Segment Start: SUPPLIED INFORMATION

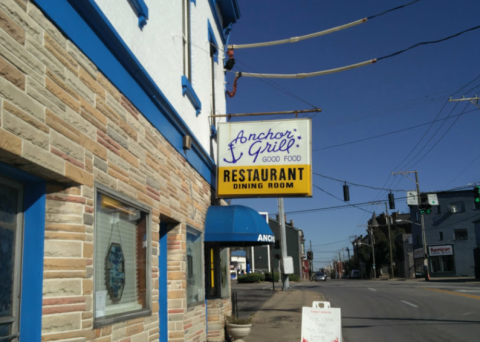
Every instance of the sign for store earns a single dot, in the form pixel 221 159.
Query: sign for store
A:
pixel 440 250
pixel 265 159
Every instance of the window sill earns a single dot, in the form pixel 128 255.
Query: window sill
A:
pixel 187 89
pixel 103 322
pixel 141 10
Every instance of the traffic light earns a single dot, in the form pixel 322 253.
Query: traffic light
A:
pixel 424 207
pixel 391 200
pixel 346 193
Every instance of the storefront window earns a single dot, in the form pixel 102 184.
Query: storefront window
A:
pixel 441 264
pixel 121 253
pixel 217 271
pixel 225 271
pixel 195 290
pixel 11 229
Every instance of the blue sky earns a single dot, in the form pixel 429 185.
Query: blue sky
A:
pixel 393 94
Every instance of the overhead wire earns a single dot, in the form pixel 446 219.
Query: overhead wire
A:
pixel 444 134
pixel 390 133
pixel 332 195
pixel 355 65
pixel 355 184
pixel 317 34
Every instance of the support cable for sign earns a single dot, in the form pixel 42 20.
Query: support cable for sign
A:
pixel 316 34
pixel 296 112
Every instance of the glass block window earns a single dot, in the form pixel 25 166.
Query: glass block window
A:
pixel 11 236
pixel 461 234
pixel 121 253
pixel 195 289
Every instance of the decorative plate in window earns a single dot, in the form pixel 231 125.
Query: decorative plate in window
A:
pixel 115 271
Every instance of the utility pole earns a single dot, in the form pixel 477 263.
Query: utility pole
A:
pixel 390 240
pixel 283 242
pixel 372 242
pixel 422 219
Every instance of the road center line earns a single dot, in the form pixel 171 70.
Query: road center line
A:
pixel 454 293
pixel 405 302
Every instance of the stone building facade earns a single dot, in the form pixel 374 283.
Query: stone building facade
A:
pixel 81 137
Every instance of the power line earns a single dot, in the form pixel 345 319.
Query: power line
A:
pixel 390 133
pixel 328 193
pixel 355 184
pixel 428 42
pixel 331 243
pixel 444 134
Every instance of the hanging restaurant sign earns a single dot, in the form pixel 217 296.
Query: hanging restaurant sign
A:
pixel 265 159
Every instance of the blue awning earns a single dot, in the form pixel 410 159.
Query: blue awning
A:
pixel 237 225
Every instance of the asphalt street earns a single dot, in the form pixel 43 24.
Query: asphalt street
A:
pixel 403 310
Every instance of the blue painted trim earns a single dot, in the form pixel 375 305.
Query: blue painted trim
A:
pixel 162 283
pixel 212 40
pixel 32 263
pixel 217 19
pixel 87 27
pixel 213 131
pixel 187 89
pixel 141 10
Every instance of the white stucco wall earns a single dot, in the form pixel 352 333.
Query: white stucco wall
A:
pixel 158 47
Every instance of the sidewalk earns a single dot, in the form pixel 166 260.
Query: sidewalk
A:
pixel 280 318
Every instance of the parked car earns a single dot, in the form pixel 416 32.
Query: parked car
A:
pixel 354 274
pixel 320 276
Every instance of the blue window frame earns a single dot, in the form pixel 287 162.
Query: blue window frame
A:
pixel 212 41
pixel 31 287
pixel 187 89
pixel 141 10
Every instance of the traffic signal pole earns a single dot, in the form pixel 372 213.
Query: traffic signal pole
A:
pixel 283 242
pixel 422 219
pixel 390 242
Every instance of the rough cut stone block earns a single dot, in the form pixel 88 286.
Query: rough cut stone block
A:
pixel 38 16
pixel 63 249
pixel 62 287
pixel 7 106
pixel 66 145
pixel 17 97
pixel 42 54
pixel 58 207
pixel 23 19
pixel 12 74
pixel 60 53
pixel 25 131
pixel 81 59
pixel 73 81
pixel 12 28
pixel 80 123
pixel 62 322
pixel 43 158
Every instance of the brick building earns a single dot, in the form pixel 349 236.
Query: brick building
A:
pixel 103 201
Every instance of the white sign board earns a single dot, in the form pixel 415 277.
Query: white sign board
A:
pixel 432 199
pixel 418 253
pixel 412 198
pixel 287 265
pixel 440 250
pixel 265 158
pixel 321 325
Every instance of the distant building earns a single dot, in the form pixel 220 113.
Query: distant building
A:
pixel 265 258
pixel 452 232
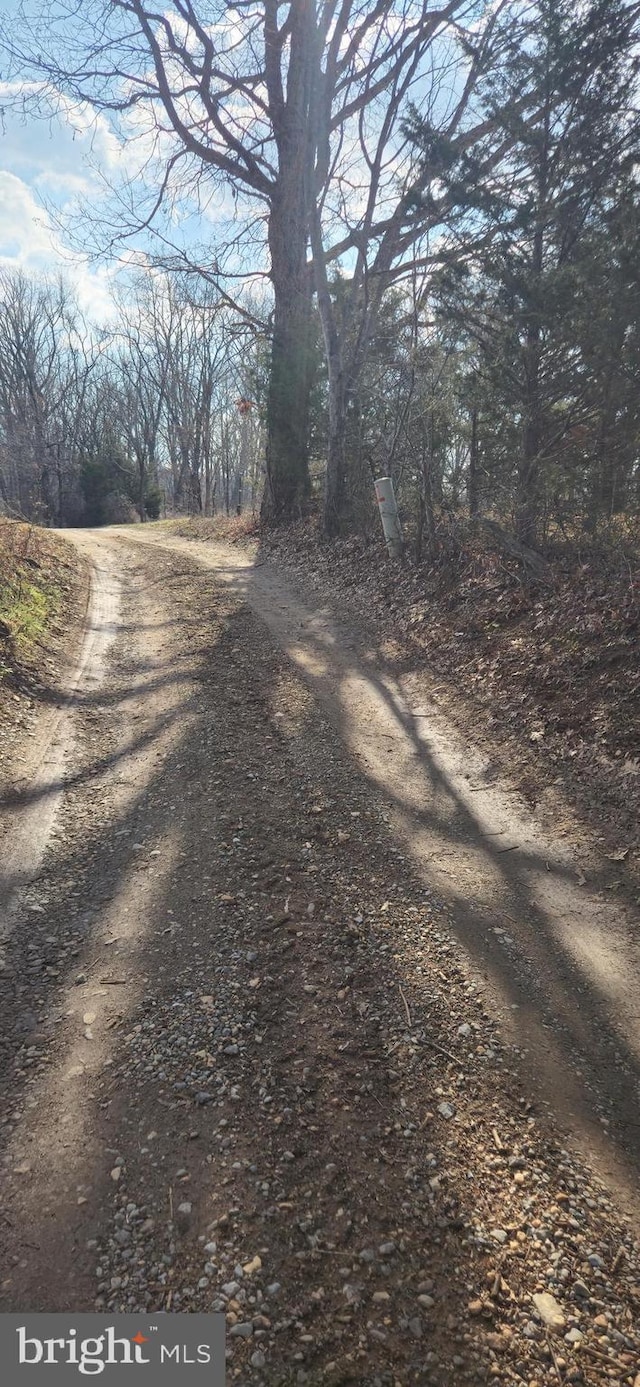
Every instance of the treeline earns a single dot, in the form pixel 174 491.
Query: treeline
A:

Segment End: SUPPLIED INFORMATION

• EXERCISE OBJECTIVE
The string "trim" shows up in some lines of the listing. Copy each such line.

• EXPECTED ANSWER
Every instance of the blue painted trim earns a single dot, in the form pixel 375 305.
Query: blue painted trim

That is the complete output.